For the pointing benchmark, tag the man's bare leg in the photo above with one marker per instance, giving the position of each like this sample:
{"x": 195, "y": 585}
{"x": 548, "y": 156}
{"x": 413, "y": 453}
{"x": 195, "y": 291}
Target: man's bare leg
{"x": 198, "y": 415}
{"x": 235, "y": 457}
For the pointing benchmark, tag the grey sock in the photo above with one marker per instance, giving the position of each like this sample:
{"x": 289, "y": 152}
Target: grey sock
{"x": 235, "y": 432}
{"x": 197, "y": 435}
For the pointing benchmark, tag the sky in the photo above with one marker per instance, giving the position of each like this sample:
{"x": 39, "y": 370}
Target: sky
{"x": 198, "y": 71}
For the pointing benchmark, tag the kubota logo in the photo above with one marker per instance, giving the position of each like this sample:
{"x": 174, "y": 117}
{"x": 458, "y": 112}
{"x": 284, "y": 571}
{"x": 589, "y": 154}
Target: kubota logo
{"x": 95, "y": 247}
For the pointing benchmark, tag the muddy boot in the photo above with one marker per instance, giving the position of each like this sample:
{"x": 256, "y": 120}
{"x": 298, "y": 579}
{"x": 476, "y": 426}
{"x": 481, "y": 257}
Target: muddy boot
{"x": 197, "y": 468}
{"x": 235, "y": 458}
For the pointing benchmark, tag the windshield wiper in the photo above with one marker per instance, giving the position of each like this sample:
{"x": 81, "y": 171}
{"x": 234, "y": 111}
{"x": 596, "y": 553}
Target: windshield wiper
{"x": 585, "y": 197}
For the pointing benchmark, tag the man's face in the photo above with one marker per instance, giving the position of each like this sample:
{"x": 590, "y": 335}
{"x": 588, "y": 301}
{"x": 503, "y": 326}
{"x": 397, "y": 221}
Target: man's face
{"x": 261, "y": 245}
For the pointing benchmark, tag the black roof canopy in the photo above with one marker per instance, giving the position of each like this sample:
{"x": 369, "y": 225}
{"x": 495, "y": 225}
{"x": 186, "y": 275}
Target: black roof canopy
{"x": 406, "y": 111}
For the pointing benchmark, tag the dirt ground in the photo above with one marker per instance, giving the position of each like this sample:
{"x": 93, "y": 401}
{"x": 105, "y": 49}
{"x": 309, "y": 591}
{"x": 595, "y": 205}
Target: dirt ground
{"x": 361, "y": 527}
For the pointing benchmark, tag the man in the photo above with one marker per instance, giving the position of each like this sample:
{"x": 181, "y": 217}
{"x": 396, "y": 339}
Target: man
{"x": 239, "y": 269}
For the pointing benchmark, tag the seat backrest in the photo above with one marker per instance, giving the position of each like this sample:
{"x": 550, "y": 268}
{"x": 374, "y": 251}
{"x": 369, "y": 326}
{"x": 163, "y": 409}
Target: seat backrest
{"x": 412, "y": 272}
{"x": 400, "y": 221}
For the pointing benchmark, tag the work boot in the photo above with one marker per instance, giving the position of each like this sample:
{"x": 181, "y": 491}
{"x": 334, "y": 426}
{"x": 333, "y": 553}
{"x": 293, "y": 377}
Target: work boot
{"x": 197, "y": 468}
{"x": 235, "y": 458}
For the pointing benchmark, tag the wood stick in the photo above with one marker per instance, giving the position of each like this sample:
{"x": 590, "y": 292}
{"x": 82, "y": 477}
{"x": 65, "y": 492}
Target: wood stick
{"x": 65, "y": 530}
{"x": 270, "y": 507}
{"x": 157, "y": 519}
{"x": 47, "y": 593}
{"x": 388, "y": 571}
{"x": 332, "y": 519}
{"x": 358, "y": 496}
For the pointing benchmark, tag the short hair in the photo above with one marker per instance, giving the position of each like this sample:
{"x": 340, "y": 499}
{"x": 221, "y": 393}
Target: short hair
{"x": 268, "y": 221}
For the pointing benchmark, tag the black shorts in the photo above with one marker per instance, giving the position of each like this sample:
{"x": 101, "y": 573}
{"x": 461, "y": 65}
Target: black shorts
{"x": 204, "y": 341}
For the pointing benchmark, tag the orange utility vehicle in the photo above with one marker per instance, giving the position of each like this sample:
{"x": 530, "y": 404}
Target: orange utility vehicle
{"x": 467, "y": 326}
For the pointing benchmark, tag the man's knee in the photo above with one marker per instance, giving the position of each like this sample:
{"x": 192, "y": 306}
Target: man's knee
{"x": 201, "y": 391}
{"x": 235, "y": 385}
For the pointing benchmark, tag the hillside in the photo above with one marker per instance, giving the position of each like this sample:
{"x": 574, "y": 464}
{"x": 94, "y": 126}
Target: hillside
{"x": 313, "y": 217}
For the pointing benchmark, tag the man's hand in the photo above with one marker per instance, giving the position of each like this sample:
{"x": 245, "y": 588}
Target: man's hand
....................
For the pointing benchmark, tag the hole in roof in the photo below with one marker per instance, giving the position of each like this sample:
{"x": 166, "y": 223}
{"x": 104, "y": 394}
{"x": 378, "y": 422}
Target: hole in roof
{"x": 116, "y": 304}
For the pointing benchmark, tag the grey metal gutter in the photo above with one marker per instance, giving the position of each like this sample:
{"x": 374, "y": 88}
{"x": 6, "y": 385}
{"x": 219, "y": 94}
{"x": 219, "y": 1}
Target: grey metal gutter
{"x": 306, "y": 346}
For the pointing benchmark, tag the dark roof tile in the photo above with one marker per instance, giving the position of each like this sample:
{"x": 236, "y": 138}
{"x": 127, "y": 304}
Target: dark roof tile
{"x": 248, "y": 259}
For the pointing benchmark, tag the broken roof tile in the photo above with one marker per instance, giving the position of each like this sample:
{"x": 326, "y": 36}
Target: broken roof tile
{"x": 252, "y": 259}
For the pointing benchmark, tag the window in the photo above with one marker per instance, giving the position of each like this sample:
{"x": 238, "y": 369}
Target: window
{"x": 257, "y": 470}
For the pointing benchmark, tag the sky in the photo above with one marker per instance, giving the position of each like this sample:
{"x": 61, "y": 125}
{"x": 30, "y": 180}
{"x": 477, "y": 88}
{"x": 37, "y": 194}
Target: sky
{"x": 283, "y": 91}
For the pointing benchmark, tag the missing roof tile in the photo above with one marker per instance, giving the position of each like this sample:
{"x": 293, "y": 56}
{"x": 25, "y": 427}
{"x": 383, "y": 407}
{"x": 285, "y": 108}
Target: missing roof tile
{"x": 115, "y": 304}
....................
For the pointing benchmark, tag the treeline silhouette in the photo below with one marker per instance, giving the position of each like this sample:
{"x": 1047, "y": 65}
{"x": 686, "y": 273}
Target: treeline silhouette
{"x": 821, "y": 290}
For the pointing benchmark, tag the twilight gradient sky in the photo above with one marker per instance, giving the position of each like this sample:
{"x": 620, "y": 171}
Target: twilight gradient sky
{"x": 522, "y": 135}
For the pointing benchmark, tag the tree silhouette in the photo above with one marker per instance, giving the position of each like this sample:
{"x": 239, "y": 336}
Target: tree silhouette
....................
Reproduce word for word the portion of the records that opens with the line containing "For the pointing benchmark, tag the man's hand" and closes with the line containing "Target: man's hand", including both of those lines.

For the pointing benchmark, tag the man's hand in the photo above with one marker per instance, giving the position of each like this sample:
{"x": 245, "y": 588}
Target: man's hand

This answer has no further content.